## Problem set
**a.** Answer these from the article on the Gerontology Institute's 35th anniversary symposium:
(i) Who is the incoming president of the Gerontological Society of America?
(ii) Which browsers are recommended for watching the symposium videos?
(iii) What two key examples did Herd give of confusing Medicare choices?
**b.** Can you turn the paragraph beginning "On economic security, Herd pointed" in the article on the Gerontology Institute's 35th anniversary symposium into a short bulleted list that keeps its main facts?
**c.** How would the article on the Gerontology Institute's 35th anniversary symposium go on? Write the next part, picking up after its final sentence.

Any celebration of an important anniversary should honor the past and also look to the future. So it was at the Gerontology Institute’s 35th anniversary symposium held on campus last week.
A panel of founders and other past leaders of the gerontology program at UMass Boston described the formative years of the institute and the gerontology academic department. They were joined on the Snowden Auditorium stage by the current directors of four Institute centers, as well as two academic program leaders, who discussed their more recent achievements and current priorities.
Later in the symposium, two other speakers turned to the future of gerontology. University of South Florida professor Kathryn Hyer, the incoming president of the Gerontological Society of America, and Georgetown University professor Pamela Herd focused on issues they believed would be priorities for gerontologists in the years ahead.
Two videos of the symposium are available online. The first segment covers the initial panel. The second segment replays the comments and conversation of Hyer and Herd. (These files are streaming in a format not supported by Internet Explorer. Viewing with Chrome, Safari or Edge is recommended.)
Herd highlighted past policy reforms that never happened or were poorly executed, and their implications for the aging society over the next 20 to 30 years. The major themes: More risk and confusion among individuals when it comes to economic security and health.
On economic security, Herd pointed to the decline of defined-benefit pensions across America and how subsequent plans shifted investment risk onto individuals while making the process itself more complex. She also pointed to some elements of Social Security, such as marital survivor benefits, whose rules and requirements disproportionately limit access to some racial groups.
On health, Herd talked about the confusing array of Medicare insurance plans and benefits older adults must choose between annually. Two key examples: Growing Medicare Advantage plans and the large array of prescription drug options available in most states.
“The worlds of navigating retirement income, health insurance and health care have become so much more complicated than they were,” said Herd. “I think this has real implications for people in later life in terms of quality of health insurance and income security, not to mention the kind of stress people will face.”
Hyer focused on three issues she believed would be high-priority gerontology challenges related to health and well-being in the years ahead: The ability to integrate older adults into the community, the adoption and understanding of technological advancement and efforts to mitigate the effects of climate change.
She described the global age-friendly movement as “contagious and growing,” a development to capitalize on in the future. Hyer highlighted many promising technology developments that could help older adults and the eldercare workforce, but raised concerns about affordability and the appropriate integration of new products with services provided by people.
Hyer, who is director of the Florida Policy Exchange Center on Aging, also pointed out how older adults were particularly vulnerable to extreme weather conditions related to climate change.

## Supplied information

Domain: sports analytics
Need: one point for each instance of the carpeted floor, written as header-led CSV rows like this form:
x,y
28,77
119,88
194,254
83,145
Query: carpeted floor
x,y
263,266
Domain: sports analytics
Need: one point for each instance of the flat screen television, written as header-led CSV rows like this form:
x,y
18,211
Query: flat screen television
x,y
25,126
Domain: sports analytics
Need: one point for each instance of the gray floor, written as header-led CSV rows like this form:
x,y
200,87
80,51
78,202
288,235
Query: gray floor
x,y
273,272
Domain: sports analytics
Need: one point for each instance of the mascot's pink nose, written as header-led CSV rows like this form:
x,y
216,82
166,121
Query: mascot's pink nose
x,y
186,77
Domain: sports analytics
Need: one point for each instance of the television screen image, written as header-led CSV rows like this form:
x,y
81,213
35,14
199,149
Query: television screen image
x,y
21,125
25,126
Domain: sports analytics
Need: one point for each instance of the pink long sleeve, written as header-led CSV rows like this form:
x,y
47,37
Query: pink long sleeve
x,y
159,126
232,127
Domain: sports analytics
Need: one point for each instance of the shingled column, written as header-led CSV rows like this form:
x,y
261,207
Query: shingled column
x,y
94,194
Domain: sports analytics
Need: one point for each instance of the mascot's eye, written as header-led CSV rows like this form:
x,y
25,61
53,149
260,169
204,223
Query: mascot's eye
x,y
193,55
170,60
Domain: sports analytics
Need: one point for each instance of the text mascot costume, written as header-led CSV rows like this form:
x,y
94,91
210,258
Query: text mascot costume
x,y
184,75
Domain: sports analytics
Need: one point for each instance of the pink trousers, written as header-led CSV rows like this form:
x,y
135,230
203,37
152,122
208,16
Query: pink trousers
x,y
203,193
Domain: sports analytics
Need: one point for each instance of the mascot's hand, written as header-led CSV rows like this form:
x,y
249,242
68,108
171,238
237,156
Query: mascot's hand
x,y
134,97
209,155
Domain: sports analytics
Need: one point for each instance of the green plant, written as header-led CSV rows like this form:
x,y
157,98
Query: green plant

## Set of answers
**a.**
(i) Kathryn Hyer, a University of South Florida professor.
(ii) Chrome, Safari or Edge.
(iii) Growing Medicare Advantage plans and the large array of prescription drug options available in most states.

**b.**
- Defined-benefit pensions have declined across America.
- The plans that followed shifted investment risk onto individuals and made the process more complex.
- Some Social Security rules and requirements, such as those for marital survivor benefits, disproportionately limit access for some racial groups.

**c.**
One example: The 85 people who died in the first day of fire in Paradise, Calif., last year. Among them, 70 were over age 65 – a total that amounted to 82 percent of fatalities, she said.
Hyer’s message: Better preparation for older adults in such cases can save lives. “I don’t want to be pollyannaish about climate change, but I want us to understand we can work on it,” she said.
Earlier in the symposium program, Scott Bass described the creation of the Gerontology Institute and the securing of state funding that made it possible.
Bass, the founding director of the UMass Boston gerontology program, also described policy research and analysis projects that raised the institute’s early profile.
“We built a foundation and it was a bit precarious,” said Bass. “It was never easy, but we persevered.”
Professor Nina Silverstein described the history of the program’s Frank J. Manning Certificate program, which now counts more than 1,000 alumni and was a driving force behind many action research projects that influenced public policy over decades.
Former Institute Director Frank Caro originally came to UMass Boston in 1988 as the institute’s research director. He discussed efforts at that time to develop a more professional research agenda and a faculty to lead a gerontology PhD program on campus. As institute director, Caro also oversaw the development of what would become the Osher Lifelong Learning Institute at UMass Boston.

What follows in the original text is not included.